TASK OBJECTIVE - Reproduce every item below verbatim, without changing a single character.

RECORD LIST -

_ _ _ _

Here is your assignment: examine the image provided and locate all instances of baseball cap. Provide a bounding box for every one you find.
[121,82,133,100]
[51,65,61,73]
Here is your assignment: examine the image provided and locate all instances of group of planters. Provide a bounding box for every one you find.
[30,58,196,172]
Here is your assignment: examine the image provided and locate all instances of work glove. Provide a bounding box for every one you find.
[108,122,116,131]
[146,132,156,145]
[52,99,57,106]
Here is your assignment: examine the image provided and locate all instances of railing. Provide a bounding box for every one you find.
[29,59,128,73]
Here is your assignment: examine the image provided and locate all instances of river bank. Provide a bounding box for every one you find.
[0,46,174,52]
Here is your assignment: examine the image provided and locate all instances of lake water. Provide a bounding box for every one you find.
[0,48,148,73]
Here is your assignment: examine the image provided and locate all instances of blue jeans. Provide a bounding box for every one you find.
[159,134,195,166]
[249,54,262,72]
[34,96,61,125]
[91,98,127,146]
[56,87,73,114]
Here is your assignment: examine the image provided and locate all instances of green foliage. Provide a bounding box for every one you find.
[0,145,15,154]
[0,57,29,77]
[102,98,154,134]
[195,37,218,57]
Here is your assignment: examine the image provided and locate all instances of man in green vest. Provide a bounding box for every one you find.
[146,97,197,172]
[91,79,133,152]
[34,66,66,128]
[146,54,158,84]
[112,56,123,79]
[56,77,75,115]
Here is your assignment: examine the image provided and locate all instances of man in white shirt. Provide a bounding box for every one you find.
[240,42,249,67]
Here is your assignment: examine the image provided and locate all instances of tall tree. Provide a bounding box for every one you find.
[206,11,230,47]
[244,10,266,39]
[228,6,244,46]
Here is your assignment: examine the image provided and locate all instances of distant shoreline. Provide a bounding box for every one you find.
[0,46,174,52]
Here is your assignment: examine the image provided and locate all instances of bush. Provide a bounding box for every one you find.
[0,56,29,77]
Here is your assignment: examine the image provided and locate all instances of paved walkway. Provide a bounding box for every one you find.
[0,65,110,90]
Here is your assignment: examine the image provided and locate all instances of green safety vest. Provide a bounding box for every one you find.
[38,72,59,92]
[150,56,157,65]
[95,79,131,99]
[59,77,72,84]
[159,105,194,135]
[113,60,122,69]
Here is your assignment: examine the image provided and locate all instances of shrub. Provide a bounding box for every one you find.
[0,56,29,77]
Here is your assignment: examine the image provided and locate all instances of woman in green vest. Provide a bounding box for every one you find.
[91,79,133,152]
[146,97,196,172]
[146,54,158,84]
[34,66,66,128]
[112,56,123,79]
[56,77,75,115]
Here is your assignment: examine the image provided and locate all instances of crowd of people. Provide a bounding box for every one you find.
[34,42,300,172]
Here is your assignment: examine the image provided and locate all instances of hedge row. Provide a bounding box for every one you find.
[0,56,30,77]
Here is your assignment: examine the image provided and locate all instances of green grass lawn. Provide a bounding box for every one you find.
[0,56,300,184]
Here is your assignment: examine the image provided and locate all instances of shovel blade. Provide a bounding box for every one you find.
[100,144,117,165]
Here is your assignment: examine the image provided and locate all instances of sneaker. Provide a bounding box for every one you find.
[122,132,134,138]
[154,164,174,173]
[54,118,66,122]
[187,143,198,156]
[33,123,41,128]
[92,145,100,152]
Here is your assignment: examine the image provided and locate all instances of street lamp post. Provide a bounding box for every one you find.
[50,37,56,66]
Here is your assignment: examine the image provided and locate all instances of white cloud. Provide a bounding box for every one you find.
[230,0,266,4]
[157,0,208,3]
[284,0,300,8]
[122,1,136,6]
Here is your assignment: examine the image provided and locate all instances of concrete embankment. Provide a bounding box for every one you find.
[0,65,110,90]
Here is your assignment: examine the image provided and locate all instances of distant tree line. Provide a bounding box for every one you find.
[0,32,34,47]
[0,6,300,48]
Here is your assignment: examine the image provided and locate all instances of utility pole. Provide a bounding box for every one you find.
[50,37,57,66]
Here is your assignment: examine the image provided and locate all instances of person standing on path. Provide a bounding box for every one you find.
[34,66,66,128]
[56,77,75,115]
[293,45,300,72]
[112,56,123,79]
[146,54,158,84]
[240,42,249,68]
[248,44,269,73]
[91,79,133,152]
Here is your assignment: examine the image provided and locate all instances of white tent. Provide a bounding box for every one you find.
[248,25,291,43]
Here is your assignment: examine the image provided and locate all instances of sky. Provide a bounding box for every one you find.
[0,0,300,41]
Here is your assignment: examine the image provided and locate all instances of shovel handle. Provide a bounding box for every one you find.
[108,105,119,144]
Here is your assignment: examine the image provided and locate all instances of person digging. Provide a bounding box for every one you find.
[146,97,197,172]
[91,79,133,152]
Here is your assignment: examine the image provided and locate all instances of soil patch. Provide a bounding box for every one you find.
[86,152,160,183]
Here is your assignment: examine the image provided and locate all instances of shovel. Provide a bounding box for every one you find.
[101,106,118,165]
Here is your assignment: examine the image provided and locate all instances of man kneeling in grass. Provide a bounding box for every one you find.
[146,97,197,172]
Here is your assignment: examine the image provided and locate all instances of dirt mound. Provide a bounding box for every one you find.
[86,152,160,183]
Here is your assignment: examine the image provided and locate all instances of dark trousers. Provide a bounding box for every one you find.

_ _ _ _

ANSWER FOR THE TASK -
Here is your assignment: examine the image provided and locate all instances of baseball cap. Provide a bounding box for every one you find.
[121,82,133,100]
[51,65,61,73]
Here is your assignment: examine the image provided and locate all instances of group of planters. Provide a bounding box for every one you find.
[30,58,196,172]
Here is your assignment: examine the image provided and locate all instances of work glove. Provide a bounding box for every one you find.
[108,122,116,131]
[146,132,156,145]
[52,99,57,106]
Here is your assignment: examine the image provided and locate all instances of railing. Provide a bounding box for every one you find.
[29,59,128,73]
Here is your assignment: examine the image provided and locate all instances of river bank. Provide a bounding box for every one you find.
[0,46,174,52]
Here is your assignment: examine the image provided and locate all instances of lake water. Provide a bounding box for every one you find.
[0,48,148,73]
Here is your assignment: examine the image provided and locate all instances of blue jeans. Provide a bounding box for every one you find.
[159,134,195,166]
[249,54,262,72]
[34,96,61,125]
[91,98,127,146]
[56,87,73,114]
Here is your assignment: examine the image provided and locate all instances of green foliage. Provide a bounding box for every one you find.
[0,145,15,154]
[0,57,29,77]
[102,98,154,134]
[195,37,218,57]
Here is your assignment: examine the image provided and locate all instances of man in green vest. Provide a bounding box for every one you find.
[146,97,197,172]
[91,79,133,152]
[34,66,66,128]
[146,54,158,84]
[112,56,123,79]
[56,77,75,115]
Here is your assignment: examine the image provided and locate all instances of man in white shirt. Provide a bounding box for every one you find.
[240,42,249,67]
Here is your assignment: examine the image provided and locate all instances of tall tree. Provide a bounding box for every one you find.
[206,11,230,47]
[244,10,266,39]
[228,6,244,46]
Here is your assignment: examine the image provided and locate all instances of distant shoreline. Provide a bounding box for every one you find.
[0,46,174,52]
Here is your assignment: examine the image provided and locate all instances of bush. Provide a bounding box for every one you find.
[0,56,29,77]
Here is your assignment: examine the image provided and locate all instances of paved walkway. Provide a bounding box for every one you find.
[0,65,110,90]
Here is your assignment: examine the image provided and locate all instances of green safety vest. Provide a bounding box for every one you find.
[38,72,59,92]
[150,56,157,65]
[95,79,131,99]
[59,77,72,84]
[159,105,194,135]
[113,60,122,69]
Here is your assignment: examine the image provided and locate all instances of shrub. Provide a bounding box for every one you find.
[0,56,29,77]
Here is your assignment: examine the image provided and locate all instances of woman in green vest. Provide a bounding box for every one you find.
[91,79,133,152]
[146,97,196,172]
[146,54,158,84]
[34,66,66,128]
[112,56,123,79]
[56,77,75,115]
Here is your assignment: examine the image provided and locate all instances of crowd of people. Provide a bounding box for every one you find.
[34,42,300,172]
Here is your assignment: examine the image provided and locate all instances of hedge row. Provide a bounding box for every one you find.
[0,56,30,77]
Here is your assignment: examine the image provided and locate all instances of green grass lawn. Provide a bounding box for every one you find.
[0,56,300,184]
Here is your assignment: examine the image provided and locate all instances of shovel blade. Provide a bounding box for every one you find.
[100,144,117,165]
Here is your assignment: examine the image provided and locate all instances of sneaker. Provide a bounding box for every one you find.
[122,132,134,138]
[154,164,174,173]
[54,118,66,122]
[187,143,198,156]
[33,123,41,128]
[92,145,100,152]
Here is your assignment: examine the image provided and locate all instances of street lamp post. Provide a bounding box for every one you find.
[50,37,56,66]
Here is your assignment: examine the image provided and locate all instances of white cloud. Provide a bounding box for every one you find.
[230,0,266,4]
[157,0,208,3]
[284,0,300,8]
[122,1,136,6]
Here is your assignment: examine the image provided and locate all instances of concrete embankment. Provide a bounding box for every one you find.
[0,65,110,90]
Here is your assignment: examine the image provided and locate all instances of distant tree line. Provide a bounding box for every one you find.
[0,32,34,47]
[0,6,300,48]
Here is your assignment: examine the image provided and locate all instances of utility pole. Provide a bounding box for every one you find.
[50,37,57,66]
Here is your assignment: examine the image provided and locate all instances of person standing on path. Provide a bounding box for every one you find.
[34,66,66,128]
[56,77,75,115]
[293,45,300,72]
[112,56,123,79]
[146,54,158,84]
[240,42,249,68]
[248,44,269,73]
[91,79,133,152]
Here is your assignment: examine the image provided and locate all instances of white tent. Provide a bounding box for every one you find.
[248,25,291,43]
Here is your assignment: examine the image provided and locate all instances of sky. Provide a bounding box for every one you find.
[0,0,300,41]
Here is your assignment: examine the image provided and locate all instances of shovel handle. Provide a bounding box for every one you find.
[108,105,119,144]
Here is your assignment: examine the image provided and locate all instances of person digging. Provide a bounding box for every one you find.
[146,97,197,172]
[91,79,133,152]
Here is your assignment: examine the image provided and locate all instances of soil patch. Provide a bounding box for every one you find.
[86,152,160,183]
Here is your assignment: examine the image provided and locate all instances of shovel. Provide a bounding box for every one you find.
[101,106,118,165]
Here is your assignment: examine the image provided and locate all instances of man kneeling in grass. Provide a bounding box for every one you find.
[146,97,197,172]
Here is your assignment: examine the image provided and locate all instances of dirt mound. Provide a bounding box for every one you find.
[86,152,160,183]
Here is your assignment: examine the image provided and locate all instances of dark trousers. Provide a bounding box for every one you find.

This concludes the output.